[Outline labeling records]
+ + + + + + +
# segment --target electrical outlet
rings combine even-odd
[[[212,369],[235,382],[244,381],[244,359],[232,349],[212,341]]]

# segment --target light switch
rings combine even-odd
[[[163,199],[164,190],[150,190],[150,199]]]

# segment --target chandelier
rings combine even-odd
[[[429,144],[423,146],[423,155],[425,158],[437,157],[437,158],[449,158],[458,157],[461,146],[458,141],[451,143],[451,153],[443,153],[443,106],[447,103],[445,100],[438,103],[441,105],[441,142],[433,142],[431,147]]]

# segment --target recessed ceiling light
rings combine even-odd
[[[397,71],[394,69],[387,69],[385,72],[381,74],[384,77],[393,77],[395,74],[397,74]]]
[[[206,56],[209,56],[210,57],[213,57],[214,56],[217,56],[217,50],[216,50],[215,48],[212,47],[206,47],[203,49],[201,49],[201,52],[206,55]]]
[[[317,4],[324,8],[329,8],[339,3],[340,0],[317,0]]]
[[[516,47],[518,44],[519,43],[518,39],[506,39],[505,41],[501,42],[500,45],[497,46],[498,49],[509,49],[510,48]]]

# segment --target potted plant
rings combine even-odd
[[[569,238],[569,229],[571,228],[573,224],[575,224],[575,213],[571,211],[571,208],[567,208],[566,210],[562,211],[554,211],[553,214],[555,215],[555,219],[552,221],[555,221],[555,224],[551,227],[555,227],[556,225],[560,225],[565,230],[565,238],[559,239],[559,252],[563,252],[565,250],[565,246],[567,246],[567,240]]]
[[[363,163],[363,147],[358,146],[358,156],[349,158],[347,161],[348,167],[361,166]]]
+ + + + + + +
### WHAT TO WORK ON
Print all of the items above again, copying every line without any change.

### SOLUTION
# segment --target electrical outlet
rings combine even-odd
[[[212,369],[235,382],[244,381],[244,359],[232,349],[212,341]]]

# segment --target light switch
rings combine even-odd
[[[163,199],[164,190],[150,190],[150,199]]]

# segment --target chandelier
rings combine even-odd
[[[429,144],[423,146],[423,155],[425,158],[437,157],[437,158],[449,158],[458,157],[461,146],[458,141],[451,143],[451,153],[443,153],[443,106],[447,103],[445,100],[438,103],[441,105],[441,142],[433,142],[431,147]]]

# segment --target recessed ceiling light
rings combine even-odd
[[[397,71],[394,69],[387,69],[385,72],[381,74],[384,77],[393,77],[395,74],[397,74]]]
[[[206,56],[209,56],[210,57],[213,57],[214,56],[217,56],[217,50],[216,50],[215,48],[212,47],[206,47],[203,49],[201,49],[201,52],[206,55]]]
[[[317,4],[324,8],[329,8],[339,3],[340,0],[317,0]]]
[[[516,47],[518,44],[519,43],[518,39],[506,39],[505,41],[501,42],[500,45],[497,46],[498,49],[509,49],[510,48]]]

# segment --target potted plant
rings combine even-odd
[[[569,238],[569,229],[571,228],[573,224],[575,224],[575,213],[571,211],[571,208],[567,208],[566,210],[562,211],[554,211],[553,214],[555,215],[555,219],[552,221],[555,221],[555,224],[551,227],[555,227],[556,225],[560,225],[565,230],[565,238],[559,239],[559,252],[563,252],[565,250],[565,246],[567,246],[567,240]]]
[[[363,163],[363,147],[358,146],[358,156],[349,158],[347,161],[348,167],[361,166]]]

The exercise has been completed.